**Istruzioni dell'esercizio:**
Nel brano sul suicidio assistito riportato qui sotto, a quale competenza attengono, secondo Alberto Gambino, i requisiti dettati dalla Corte?

**Brano da analizzare:**
• • • •

L’aiuto al suicidio costituisce un reato, ma l’azione penale del Pubblico ministero potrebbe non essere esercitata se si ravvisassero i requisiti dettati dalla Corte. “Ne consegue che nessuna normativa regionale può disciplinare tali requisiti, in quanto, valendo essi quali scriminanti di una norma penale, attengono alla competenza esclusiva della legge nazionale e del magistrato che la applica”, spiega in un’intervista al Sir Alberto Gambino, ordinario di Diritto privato presso l’Università Europea di Roma e prorettore vicario dell’Ateneo, nonché componente del Comitato nazionale di bioetica (Cnb), commentando la “scorciatoia” intrapresa dall’Emilia Romagna con la delibera regionale sul suicidio assistito .

• • • •

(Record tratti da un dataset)
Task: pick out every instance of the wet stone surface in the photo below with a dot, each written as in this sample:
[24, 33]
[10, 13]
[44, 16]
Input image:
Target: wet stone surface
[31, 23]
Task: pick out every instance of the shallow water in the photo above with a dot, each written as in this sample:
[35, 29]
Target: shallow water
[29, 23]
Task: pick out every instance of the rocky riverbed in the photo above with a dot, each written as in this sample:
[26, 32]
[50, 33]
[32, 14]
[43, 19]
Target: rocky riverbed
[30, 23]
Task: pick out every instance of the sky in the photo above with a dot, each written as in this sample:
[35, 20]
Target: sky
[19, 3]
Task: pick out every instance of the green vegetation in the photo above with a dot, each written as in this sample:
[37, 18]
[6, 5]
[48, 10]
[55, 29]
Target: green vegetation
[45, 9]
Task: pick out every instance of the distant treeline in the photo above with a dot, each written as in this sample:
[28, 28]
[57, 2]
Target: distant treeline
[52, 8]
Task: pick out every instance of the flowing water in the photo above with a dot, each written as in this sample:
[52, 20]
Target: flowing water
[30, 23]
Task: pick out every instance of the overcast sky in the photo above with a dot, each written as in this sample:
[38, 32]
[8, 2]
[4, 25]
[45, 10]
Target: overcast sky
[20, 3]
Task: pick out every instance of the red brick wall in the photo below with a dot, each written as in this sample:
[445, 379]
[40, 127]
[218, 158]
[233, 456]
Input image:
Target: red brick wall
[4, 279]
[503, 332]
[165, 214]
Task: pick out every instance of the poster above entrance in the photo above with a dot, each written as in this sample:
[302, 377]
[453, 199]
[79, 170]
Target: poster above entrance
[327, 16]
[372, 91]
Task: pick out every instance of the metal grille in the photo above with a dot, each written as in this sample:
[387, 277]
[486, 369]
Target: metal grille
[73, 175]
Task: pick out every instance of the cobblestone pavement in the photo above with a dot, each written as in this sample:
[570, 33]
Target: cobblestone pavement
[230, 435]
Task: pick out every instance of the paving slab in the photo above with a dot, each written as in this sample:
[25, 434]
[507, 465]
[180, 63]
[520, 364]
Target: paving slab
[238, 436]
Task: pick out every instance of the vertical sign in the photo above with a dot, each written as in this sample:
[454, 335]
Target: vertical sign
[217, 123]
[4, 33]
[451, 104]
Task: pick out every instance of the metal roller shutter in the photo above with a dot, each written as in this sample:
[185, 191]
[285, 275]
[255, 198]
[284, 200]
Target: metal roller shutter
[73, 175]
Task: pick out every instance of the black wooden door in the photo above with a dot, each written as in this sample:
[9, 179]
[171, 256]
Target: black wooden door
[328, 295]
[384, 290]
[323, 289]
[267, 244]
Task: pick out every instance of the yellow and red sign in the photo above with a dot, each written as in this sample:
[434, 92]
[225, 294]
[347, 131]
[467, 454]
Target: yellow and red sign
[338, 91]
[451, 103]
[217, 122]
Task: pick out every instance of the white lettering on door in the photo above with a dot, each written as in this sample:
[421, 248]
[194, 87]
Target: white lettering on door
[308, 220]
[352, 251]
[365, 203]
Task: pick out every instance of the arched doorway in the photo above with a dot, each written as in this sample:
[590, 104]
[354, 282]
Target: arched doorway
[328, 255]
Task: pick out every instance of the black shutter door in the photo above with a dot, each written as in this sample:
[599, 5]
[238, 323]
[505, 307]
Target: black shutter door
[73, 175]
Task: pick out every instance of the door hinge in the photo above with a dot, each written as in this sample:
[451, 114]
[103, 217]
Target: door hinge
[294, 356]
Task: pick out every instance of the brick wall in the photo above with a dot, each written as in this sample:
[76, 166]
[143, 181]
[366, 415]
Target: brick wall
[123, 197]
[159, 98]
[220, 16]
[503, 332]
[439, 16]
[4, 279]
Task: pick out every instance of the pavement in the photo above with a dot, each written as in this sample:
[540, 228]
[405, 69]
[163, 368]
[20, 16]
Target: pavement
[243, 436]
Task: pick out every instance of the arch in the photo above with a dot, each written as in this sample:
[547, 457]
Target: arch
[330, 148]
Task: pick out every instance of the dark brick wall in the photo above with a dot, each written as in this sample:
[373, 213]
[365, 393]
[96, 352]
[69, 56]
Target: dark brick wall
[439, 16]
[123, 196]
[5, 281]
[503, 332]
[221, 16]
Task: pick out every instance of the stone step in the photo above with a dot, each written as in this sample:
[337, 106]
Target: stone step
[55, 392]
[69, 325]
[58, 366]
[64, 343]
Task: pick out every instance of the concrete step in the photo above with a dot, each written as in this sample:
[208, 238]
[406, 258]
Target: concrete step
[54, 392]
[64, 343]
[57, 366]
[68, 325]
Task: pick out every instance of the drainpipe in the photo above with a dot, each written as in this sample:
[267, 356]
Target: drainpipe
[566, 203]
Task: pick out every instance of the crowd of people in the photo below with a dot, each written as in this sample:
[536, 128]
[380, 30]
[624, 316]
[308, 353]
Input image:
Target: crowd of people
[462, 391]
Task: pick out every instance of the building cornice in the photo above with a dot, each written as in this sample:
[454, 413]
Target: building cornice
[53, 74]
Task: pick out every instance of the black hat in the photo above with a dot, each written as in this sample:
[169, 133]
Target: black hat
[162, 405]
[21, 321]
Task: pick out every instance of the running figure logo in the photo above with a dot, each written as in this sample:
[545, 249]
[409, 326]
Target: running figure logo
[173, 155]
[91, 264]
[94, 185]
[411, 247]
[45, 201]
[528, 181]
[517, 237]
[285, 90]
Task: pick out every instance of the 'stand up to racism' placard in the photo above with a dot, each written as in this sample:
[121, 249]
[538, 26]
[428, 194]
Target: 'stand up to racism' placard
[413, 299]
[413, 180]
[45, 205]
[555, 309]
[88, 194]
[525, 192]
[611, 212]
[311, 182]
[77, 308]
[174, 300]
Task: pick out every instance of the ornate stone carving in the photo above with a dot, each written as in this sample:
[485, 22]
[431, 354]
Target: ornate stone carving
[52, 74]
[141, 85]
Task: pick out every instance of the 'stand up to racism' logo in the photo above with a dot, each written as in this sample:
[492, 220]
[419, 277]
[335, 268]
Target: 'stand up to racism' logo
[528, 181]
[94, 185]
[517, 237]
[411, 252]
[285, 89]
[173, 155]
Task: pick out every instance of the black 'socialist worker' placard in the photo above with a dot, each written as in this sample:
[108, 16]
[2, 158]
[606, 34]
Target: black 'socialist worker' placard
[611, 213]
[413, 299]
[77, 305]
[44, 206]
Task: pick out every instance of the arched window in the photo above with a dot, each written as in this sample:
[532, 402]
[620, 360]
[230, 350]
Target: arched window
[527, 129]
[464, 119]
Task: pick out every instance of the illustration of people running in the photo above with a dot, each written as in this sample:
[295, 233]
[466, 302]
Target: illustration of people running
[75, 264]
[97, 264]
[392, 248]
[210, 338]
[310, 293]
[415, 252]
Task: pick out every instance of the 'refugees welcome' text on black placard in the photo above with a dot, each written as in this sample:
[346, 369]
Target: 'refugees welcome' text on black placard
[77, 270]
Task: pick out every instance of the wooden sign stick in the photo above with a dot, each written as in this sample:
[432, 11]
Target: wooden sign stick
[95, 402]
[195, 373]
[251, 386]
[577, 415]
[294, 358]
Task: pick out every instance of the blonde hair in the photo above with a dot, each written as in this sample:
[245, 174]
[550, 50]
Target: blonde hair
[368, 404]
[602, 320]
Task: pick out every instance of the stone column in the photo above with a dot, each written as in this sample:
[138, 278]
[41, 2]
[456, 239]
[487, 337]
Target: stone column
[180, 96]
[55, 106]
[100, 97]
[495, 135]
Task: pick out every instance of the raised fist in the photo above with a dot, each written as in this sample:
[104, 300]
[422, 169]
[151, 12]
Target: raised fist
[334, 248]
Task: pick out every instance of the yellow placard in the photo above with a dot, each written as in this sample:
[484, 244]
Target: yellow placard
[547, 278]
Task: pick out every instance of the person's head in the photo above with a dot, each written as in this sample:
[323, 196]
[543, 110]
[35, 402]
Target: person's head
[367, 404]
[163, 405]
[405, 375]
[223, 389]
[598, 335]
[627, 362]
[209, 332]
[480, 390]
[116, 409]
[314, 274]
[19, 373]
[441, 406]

• • • •

**Risposta dell'esercizio:**
Alla competenza esclusiva della legge nazionale e del magistrato che la applica.